--- Start of TASK MATERIAL ---

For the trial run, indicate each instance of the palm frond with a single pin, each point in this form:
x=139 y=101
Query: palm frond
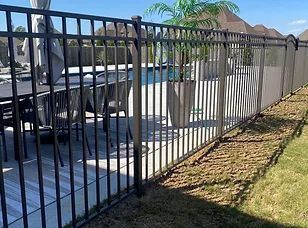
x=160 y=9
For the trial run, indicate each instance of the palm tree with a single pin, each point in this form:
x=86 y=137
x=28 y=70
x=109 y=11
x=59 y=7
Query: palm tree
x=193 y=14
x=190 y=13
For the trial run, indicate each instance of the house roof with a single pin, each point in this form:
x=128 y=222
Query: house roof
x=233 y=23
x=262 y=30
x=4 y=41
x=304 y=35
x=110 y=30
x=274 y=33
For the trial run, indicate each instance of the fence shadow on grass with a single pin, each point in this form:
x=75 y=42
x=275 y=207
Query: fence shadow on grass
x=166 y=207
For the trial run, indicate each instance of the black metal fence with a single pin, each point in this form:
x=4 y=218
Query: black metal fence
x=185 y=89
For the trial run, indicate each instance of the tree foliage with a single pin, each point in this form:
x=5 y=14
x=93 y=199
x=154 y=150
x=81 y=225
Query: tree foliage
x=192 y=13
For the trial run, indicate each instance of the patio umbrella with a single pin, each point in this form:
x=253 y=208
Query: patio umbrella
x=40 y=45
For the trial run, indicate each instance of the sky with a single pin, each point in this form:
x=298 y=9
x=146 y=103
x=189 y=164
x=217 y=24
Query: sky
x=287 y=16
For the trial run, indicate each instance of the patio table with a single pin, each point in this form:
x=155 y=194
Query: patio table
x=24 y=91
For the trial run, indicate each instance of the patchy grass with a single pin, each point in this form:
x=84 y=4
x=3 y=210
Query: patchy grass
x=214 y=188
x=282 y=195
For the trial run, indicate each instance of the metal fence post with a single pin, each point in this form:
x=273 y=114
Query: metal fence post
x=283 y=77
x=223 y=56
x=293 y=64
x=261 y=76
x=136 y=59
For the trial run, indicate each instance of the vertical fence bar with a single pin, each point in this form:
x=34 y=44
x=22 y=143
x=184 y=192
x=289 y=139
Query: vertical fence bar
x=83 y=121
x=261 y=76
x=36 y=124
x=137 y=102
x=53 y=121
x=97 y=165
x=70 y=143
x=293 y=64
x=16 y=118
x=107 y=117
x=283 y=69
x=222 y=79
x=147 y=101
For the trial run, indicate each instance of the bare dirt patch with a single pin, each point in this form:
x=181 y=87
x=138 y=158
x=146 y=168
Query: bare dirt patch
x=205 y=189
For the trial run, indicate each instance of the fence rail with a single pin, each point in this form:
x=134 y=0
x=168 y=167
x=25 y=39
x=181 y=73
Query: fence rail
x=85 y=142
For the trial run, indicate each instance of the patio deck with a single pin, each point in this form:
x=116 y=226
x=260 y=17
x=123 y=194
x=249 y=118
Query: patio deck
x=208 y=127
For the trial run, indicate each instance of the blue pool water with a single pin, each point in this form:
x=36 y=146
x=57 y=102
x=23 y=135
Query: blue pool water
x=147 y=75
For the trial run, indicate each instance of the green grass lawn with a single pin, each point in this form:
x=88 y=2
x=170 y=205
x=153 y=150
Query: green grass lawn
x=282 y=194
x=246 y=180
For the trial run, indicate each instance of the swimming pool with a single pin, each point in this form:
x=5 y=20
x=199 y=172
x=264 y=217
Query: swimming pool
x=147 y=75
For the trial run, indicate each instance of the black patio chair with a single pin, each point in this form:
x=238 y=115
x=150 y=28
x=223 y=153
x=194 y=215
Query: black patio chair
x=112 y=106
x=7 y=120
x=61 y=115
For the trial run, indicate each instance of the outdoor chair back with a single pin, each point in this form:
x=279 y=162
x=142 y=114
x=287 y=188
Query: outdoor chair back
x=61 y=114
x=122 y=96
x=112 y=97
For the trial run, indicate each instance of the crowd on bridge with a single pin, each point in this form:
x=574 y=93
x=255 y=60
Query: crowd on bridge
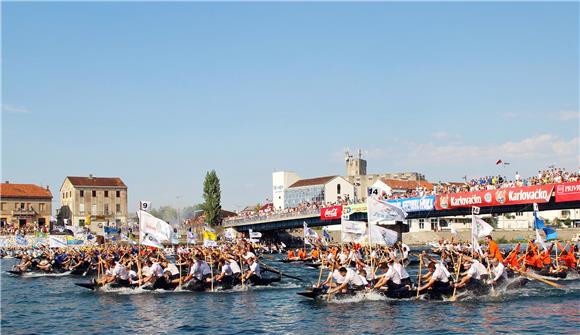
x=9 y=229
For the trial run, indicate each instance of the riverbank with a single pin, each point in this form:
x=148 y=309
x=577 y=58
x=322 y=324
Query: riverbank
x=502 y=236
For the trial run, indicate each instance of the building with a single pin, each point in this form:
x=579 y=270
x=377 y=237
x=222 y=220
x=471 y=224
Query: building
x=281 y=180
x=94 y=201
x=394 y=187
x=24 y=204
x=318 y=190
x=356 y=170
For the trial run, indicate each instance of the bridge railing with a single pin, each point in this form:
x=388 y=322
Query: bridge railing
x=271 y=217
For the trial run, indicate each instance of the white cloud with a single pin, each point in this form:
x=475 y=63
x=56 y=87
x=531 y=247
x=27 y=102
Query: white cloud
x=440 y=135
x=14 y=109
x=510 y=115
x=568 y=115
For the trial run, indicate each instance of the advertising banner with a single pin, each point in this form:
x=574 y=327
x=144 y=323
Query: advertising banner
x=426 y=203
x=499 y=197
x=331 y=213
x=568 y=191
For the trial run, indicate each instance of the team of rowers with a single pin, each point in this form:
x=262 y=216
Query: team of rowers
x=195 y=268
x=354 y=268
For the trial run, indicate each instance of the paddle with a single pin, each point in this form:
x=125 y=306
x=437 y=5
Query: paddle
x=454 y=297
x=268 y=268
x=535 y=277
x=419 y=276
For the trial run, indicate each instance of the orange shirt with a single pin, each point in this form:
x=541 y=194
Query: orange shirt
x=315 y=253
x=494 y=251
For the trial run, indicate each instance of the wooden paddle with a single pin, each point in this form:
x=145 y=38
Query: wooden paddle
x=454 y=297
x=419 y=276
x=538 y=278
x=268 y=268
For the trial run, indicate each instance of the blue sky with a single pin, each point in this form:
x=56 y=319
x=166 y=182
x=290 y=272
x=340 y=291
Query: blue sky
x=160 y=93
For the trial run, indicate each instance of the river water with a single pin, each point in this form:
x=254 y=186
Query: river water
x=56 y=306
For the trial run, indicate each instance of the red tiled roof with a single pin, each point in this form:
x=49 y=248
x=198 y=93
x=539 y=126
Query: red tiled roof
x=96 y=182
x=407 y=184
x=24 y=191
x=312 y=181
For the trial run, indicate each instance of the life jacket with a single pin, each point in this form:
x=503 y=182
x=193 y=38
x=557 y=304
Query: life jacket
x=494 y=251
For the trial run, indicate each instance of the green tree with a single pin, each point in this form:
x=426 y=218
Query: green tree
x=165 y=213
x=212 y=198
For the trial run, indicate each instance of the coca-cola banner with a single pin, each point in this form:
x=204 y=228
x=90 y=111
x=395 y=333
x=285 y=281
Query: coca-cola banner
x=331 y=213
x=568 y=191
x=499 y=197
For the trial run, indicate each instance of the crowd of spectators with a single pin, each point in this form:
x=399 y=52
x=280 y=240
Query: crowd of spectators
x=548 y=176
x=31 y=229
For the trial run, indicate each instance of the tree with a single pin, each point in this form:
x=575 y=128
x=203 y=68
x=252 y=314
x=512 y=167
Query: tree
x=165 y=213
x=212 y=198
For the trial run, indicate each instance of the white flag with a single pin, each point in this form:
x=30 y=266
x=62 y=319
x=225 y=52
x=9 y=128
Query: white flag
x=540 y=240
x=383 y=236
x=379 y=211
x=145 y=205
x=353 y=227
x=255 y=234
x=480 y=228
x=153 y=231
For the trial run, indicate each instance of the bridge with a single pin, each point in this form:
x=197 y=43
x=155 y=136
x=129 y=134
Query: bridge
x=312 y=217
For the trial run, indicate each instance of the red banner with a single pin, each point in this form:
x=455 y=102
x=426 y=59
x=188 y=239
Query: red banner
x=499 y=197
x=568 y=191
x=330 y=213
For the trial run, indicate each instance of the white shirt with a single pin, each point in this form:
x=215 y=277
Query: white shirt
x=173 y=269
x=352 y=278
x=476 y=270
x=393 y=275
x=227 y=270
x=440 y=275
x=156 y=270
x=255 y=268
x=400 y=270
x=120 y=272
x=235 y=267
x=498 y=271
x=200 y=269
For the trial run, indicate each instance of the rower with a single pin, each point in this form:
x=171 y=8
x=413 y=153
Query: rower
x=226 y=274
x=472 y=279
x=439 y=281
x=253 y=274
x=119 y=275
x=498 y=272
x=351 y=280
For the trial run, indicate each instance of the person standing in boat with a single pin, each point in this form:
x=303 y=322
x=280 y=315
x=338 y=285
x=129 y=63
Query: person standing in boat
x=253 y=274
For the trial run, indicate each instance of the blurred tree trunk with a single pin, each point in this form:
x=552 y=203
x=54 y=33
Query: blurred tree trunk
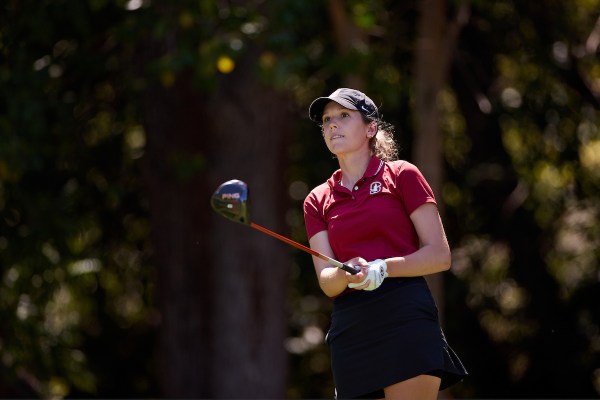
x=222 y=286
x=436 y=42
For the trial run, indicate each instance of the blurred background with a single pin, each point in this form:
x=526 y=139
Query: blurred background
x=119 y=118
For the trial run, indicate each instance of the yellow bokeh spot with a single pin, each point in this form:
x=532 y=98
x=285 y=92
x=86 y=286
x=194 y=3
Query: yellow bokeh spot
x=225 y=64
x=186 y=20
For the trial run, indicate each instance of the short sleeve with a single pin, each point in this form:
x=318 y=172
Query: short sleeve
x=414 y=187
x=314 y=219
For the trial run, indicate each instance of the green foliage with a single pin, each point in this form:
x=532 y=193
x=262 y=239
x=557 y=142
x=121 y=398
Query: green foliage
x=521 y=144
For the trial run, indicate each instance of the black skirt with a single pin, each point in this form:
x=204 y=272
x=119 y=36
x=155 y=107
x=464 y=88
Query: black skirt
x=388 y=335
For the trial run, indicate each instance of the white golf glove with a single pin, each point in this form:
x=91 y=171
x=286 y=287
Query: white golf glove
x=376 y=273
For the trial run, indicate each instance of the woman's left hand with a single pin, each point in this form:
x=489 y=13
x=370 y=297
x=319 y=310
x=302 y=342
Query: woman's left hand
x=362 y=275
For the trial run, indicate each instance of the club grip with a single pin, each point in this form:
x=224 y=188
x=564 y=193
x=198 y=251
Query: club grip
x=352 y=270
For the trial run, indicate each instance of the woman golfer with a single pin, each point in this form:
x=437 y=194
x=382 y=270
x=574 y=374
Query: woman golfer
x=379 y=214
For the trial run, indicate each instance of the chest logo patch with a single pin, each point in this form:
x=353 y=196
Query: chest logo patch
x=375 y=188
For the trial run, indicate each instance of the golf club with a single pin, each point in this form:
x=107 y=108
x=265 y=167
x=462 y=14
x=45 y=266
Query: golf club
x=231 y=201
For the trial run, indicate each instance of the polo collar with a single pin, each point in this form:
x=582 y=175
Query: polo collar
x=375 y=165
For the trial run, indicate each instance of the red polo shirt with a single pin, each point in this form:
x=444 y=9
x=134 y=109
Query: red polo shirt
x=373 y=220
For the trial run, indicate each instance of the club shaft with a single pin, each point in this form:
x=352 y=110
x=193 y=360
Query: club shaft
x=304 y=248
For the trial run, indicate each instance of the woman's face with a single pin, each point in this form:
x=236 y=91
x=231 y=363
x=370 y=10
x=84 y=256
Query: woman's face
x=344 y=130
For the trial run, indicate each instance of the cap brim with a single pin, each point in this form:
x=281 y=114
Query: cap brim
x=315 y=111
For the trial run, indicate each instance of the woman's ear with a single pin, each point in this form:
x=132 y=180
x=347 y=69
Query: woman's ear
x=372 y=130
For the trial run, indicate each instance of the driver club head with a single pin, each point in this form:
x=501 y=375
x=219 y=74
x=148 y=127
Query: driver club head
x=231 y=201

--- End of TASK MATERIAL ---

> _WHAT IS BEING ASKED_: Reproduce the records from the line containing "For the trial run, indicate each instance of the bridge with" through the line containing "x=330 y=213", with every occurrence of "red banner" replaced by "blue banner" and nothing else altered.

> _THE OUTPUT_:
For the trial run, indicate each instance of the bridge with a single pin, each point in this form:
x=197 y=43
x=155 y=136
x=129 y=134
Query: bridge
x=312 y=217
For the trial run, indicate each instance of the blue banner with a single pin, each point in this form:
x=455 y=102
x=426 y=59
x=188 y=239
Query: blue banner
x=499 y=197
x=568 y=191
x=330 y=213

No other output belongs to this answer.